WORK TO DO:
Rewrite the entries with each "tuples" changed to "pairs", leaving everything else untouched.

# START OF GIVEN DATA

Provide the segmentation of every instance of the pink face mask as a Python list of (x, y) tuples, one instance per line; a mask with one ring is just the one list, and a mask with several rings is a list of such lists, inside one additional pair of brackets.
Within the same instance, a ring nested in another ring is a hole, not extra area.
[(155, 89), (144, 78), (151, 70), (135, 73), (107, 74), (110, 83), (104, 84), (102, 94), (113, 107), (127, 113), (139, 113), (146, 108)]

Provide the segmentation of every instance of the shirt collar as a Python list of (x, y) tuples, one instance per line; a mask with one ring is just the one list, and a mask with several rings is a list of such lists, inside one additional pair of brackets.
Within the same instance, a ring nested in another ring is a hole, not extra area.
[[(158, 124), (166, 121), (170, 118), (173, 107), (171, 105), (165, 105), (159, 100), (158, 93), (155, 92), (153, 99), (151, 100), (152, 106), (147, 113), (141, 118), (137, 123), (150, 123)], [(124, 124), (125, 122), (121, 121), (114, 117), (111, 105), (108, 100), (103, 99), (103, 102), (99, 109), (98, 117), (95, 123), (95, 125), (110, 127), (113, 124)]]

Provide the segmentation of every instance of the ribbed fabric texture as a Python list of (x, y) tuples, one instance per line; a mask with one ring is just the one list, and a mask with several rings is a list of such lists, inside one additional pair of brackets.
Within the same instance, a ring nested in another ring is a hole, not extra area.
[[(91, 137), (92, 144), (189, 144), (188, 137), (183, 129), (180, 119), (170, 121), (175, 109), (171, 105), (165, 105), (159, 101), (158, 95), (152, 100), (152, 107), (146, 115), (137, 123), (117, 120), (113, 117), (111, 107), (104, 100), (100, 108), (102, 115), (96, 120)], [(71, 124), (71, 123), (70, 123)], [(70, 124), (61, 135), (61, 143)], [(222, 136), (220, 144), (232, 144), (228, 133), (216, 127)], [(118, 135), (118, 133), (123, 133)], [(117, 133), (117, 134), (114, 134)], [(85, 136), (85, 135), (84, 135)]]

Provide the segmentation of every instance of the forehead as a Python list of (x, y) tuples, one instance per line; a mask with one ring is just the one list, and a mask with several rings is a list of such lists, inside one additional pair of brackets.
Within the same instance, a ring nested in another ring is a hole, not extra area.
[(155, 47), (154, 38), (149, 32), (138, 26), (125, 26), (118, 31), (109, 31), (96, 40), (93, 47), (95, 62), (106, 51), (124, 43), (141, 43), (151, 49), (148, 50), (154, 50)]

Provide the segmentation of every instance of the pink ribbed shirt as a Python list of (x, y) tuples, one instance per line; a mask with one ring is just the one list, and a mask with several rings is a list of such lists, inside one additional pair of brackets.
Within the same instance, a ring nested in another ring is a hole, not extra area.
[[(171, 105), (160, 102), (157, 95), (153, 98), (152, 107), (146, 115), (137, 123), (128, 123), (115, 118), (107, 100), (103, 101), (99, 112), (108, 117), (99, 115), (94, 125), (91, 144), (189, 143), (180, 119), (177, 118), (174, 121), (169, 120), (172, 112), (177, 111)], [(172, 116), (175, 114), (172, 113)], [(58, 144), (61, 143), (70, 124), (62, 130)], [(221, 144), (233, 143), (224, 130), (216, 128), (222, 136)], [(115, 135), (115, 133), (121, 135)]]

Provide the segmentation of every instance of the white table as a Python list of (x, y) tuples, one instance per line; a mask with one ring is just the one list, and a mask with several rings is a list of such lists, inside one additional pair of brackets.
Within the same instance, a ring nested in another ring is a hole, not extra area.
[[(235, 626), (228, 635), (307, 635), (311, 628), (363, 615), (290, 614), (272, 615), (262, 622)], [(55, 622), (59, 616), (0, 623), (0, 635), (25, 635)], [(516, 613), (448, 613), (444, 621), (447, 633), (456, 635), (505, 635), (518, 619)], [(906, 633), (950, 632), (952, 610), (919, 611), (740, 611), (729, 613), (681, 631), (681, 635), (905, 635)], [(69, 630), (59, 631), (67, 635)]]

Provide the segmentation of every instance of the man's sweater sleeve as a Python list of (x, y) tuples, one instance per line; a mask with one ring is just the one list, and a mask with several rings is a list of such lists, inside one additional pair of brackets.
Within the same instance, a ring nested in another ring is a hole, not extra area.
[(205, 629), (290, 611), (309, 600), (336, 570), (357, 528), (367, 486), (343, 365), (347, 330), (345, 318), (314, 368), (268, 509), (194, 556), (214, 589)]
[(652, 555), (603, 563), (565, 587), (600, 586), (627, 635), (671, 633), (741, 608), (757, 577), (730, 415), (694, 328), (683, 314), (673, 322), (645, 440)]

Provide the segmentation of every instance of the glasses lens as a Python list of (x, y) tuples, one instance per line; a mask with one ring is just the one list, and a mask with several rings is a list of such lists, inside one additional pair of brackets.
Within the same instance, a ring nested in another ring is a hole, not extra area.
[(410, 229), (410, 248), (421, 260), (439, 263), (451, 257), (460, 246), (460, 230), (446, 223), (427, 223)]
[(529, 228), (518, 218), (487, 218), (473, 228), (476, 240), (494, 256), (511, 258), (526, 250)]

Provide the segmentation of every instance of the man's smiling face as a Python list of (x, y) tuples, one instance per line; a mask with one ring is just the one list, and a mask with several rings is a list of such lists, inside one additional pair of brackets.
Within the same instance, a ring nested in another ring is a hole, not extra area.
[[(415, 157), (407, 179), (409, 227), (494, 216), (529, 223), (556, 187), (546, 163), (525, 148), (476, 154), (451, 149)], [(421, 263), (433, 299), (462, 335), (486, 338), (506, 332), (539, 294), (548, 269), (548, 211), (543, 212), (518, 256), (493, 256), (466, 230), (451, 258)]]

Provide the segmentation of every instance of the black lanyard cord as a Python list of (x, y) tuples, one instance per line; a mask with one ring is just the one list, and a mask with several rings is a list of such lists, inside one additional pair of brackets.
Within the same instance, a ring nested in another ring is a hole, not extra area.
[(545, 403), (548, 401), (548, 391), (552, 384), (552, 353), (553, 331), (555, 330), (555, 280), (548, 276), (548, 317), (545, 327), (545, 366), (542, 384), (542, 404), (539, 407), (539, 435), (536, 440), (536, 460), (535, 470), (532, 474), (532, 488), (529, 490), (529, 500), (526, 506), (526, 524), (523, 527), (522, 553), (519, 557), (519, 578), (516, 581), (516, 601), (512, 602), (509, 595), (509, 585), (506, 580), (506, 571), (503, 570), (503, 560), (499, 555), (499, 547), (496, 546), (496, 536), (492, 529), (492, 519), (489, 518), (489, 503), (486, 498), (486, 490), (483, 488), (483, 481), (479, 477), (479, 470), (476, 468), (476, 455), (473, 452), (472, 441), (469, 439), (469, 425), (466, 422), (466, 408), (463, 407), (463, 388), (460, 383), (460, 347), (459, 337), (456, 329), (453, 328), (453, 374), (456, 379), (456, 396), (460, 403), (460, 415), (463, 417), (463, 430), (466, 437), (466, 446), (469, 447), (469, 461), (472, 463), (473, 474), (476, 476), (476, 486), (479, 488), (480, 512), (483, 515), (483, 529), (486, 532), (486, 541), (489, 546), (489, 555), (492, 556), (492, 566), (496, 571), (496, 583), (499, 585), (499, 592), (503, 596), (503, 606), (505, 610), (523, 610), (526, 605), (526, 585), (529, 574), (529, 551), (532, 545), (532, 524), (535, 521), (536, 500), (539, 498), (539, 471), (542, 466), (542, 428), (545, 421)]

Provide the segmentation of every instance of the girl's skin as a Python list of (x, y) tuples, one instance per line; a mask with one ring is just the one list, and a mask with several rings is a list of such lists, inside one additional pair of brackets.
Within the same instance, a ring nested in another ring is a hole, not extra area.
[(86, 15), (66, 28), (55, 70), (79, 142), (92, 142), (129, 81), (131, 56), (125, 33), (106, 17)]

# END OF GIVEN DATA

RESULT:
Provide the segmentation of every instance of the pink face mask as a Python list of (x, y) pairs, one instance per line; a mask with one ring is just the one list, and a mask with several rings is a list of such lists, inside one additional pair of brackets.
Within the same instance, a ring nested in another ring is a hole, not extra area.
[(155, 89), (144, 78), (151, 70), (135, 73), (107, 74), (110, 83), (104, 84), (102, 94), (113, 107), (127, 113), (139, 113), (146, 108)]

Provide the segmentation of every instance of the shirt collar as a Python list of (x, y) pairs, one instance per line; a mask with one ring is just the one list, and a mask with several rings is a list of such lists, inside one additional pair of brackets.
Within the same instance, a ring nested in another ring is a hole, not extra area.
[[(158, 124), (166, 121), (170, 118), (173, 107), (171, 105), (165, 105), (159, 100), (158, 93), (155, 92), (153, 99), (151, 100), (152, 106), (147, 113), (141, 118), (137, 123), (150, 123)], [(124, 124), (125, 122), (121, 121), (114, 117), (111, 105), (108, 100), (103, 99), (103, 102), (99, 109), (98, 117), (95, 123), (95, 125), (110, 127), (113, 124)]]

Provide the segmentation of every instance of the ribbed fabric texture as a Python list of (x, y) pairs, one instance per line; a mask with one ring is just the one list, and a mask with several rings is a list of such lists, inside one additional pair of brackets.
Within the same instance, a ring nested in another ring is a hole, not extra area.
[[(91, 137), (92, 144), (189, 144), (188, 137), (183, 129), (180, 119), (170, 121), (175, 109), (171, 105), (165, 105), (159, 101), (158, 95), (152, 100), (152, 107), (146, 115), (137, 123), (117, 120), (113, 117), (111, 107), (104, 100), (100, 108), (102, 115), (96, 120)], [(71, 124), (71, 123), (70, 123)], [(70, 124), (61, 135), (61, 143)], [(222, 136), (220, 144), (232, 144), (228, 133), (216, 127)], [(118, 135), (118, 133), (123, 133)], [(117, 133), (117, 134), (114, 134)], [(85, 136), (85, 135), (84, 135)]]

Provide the segmentation of every instance of the forehead as a Python list of (x, y) pairs, one instance per line; a mask with one ring is just the one list, and a mask with several rings is a list of such lists, inside one additional pair of brackets.
Within the same instance, a ring nested in another ring is a hole, not extra area.
[(155, 47), (154, 38), (149, 32), (138, 26), (125, 26), (118, 31), (109, 31), (96, 40), (93, 47), (95, 62), (106, 51), (124, 43), (141, 43), (151, 49), (148, 50), (154, 50)]

Provide the segmentation of every instance of the pink ribbed shirt as a Python list of (x, y) pairs, one instance per line; a mask with one ring is just the one list, and a mask with several rings is a list of such lists, inside one additional pair of brackets.
Within the same instance, a ring nested in another ring is a hole, not extra area.
[[(171, 105), (160, 102), (157, 95), (153, 98), (152, 107), (146, 115), (137, 123), (128, 123), (115, 118), (107, 100), (103, 101), (99, 112), (108, 117), (99, 115), (94, 125), (91, 144), (189, 143), (180, 119), (177, 118), (174, 121), (169, 120), (172, 112), (177, 111)], [(172, 116), (175, 114), (172, 113)], [(58, 144), (61, 143), (70, 124), (62, 130)], [(221, 144), (233, 143), (224, 130), (216, 128), (222, 136)], [(115, 135), (115, 133), (121, 135)]]

Provide the segmentation of every instance of the white table as a Python list of (x, y) pairs, one instance per line; a mask with one ring is just the one list, and a mask with several rings is a list of such lists, inside one additional pair of brackets.
Within the same instance, a ring nested in another ring is a hole, not extra area.
[[(235, 626), (228, 635), (307, 635), (311, 628), (363, 615), (290, 614), (272, 615), (262, 622)], [(55, 622), (59, 616), (0, 623), (0, 635), (25, 635)], [(516, 613), (448, 613), (444, 621), (447, 633), (456, 635), (505, 635), (518, 619)], [(906, 633), (950, 632), (952, 610), (919, 611), (740, 611), (729, 613), (681, 631), (681, 635), (905, 635)], [(69, 630), (59, 631), (67, 635)]]

Provide the segmentation of every instance of the man's sweater sleeve as a Python list of (x, y) pairs, one instance per line; a mask with one ring is just the one list, and a mask with several rings is a list of such lists, inside one additional pair of brackets.
Within the same instance, a ring nested in another ring is a hole, not extra area.
[(205, 629), (290, 611), (309, 600), (336, 570), (357, 528), (367, 486), (343, 365), (347, 330), (345, 318), (314, 368), (268, 509), (194, 556), (214, 589)]
[(652, 555), (603, 563), (565, 587), (600, 586), (627, 635), (671, 633), (741, 608), (757, 577), (730, 415), (694, 328), (683, 314), (673, 322), (645, 440)]

Provide the segmentation of every instance of the glasses lens as a Python list of (x, y) pairs, one instance per line; a mask with one ring is just the one list, and a mask with several rings is a list of such lists, inside one additional pair of brackets.
Within the same instance, a ring nested in another ring is a hole, not extra area.
[(410, 229), (410, 248), (421, 260), (439, 263), (451, 257), (460, 246), (460, 230), (446, 223), (427, 223)]
[(529, 228), (518, 218), (487, 218), (473, 228), (476, 240), (494, 256), (511, 258), (526, 250)]

Provide the segmentation of every instance of the man's smiling face as a Python list of (x, y) pairs, one instance per line; a mask with one ring is just the one list, and a mask with several rings is a list of such lists, inside one additional pair of brackets.
Within the same instance, a ring nested in another ring is a hole, not extra area.
[[(415, 157), (407, 179), (409, 227), (494, 216), (529, 223), (556, 187), (546, 163), (525, 148), (476, 154), (451, 149)], [(421, 263), (433, 299), (462, 335), (486, 338), (506, 332), (539, 294), (548, 269), (548, 211), (543, 212), (518, 256), (493, 256), (466, 230), (451, 258)]]

Provide the segmentation of every instance of the black lanyard cord as a Python list of (x, y) pairs, one instance per line; a mask with one ring is just the one list, and a mask with several rings is a list of such lists, inside one additional pair of brackets.
Within the same instance, a ring nested in another ring is a hole, not extra area.
[(545, 403), (548, 401), (548, 391), (552, 384), (552, 353), (553, 331), (555, 330), (555, 280), (548, 276), (548, 317), (545, 327), (545, 366), (542, 384), (542, 404), (539, 407), (539, 435), (536, 440), (536, 460), (535, 470), (532, 474), (532, 488), (529, 490), (529, 500), (526, 506), (526, 524), (523, 527), (522, 553), (519, 557), (519, 578), (516, 581), (516, 601), (512, 602), (509, 595), (509, 585), (506, 580), (506, 571), (503, 570), (503, 560), (499, 555), (499, 547), (496, 546), (496, 536), (492, 529), (492, 519), (489, 518), (489, 503), (486, 498), (486, 490), (483, 488), (483, 481), (479, 477), (479, 470), (476, 468), (476, 455), (473, 452), (472, 441), (469, 439), (469, 425), (466, 422), (466, 408), (463, 407), (463, 388), (460, 383), (460, 347), (459, 337), (456, 329), (453, 328), (453, 374), (456, 379), (456, 396), (460, 403), (460, 415), (463, 417), (463, 430), (466, 437), (466, 446), (469, 447), (469, 461), (472, 463), (473, 474), (476, 476), (476, 486), (479, 488), (480, 512), (483, 515), (483, 529), (486, 532), (486, 541), (489, 546), (489, 555), (492, 556), (492, 566), (496, 571), (496, 583), (499, 585), (499, 592), (503, 596), (503, 606), (505, 610), (523, 610), (526, 605), (526, 585), (529, 574), (529, 551), (532, 545), (532, 524), (535, 521), (536, 500), (539, 498), (539, 471), (542, 466), (542, 428), (545, 421)]

Provide the segmentation of every instance of the girl's skin as a Python list of (x, y) pairs, one instance per line; a mask with one ring is just the one list, and a mask with several rings is a list of such lists, inside one additional pair of brackets.
Within the same instance, a ring nested in another ring is a hole, not extra area.
[(86, 15), (66, 28), (55, 70), (79, 142), (92, 142), (129, 81), (131, 56), (125, 33), (106, 17)]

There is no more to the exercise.